[Segmentation annotation records]
^^^^
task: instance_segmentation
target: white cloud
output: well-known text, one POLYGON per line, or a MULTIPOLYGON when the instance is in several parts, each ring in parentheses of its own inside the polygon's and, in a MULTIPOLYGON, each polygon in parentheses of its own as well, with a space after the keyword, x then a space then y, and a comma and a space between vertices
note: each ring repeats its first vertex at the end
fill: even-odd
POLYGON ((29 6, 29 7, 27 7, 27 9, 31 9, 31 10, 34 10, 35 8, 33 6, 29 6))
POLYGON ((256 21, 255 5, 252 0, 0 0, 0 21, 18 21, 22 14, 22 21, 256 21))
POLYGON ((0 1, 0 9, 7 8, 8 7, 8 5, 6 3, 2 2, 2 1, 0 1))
^^^^
Task to carry out: Reproduce the listing in full, switching "white cloud" to "storm cloud" and changing nothing else.

Solved problem:
task: instance_segmentation
target: storm cloud
output: well-known text, one POLYGON per line, or a MULTIPOLYGON when the instance is in several parts, each ring in parentheses of its own inside the polygon's and, in a MULTIPOLYGON, each polygon in parentheses of its own as well, with a space after the keyword, x then a space then y, and a comma and a space between vertices
note: each ring repeats its first vertex at the end
fill: even-odd
POLYGON ((29 6, 29 7, 27 7, 27 9, 31 9, 31 10, 34 10, 35 8, 33 6, 29 6))
POLYGON ((256 21, 255 5, 252 0, 0 0, 0 21, 18 21, 22 14, 22 21, 256 21))
POLYGON ((0 1, 0 9, 7 8, 8 7, 8 5, 6 3, 2 2, 2 1, 0 1))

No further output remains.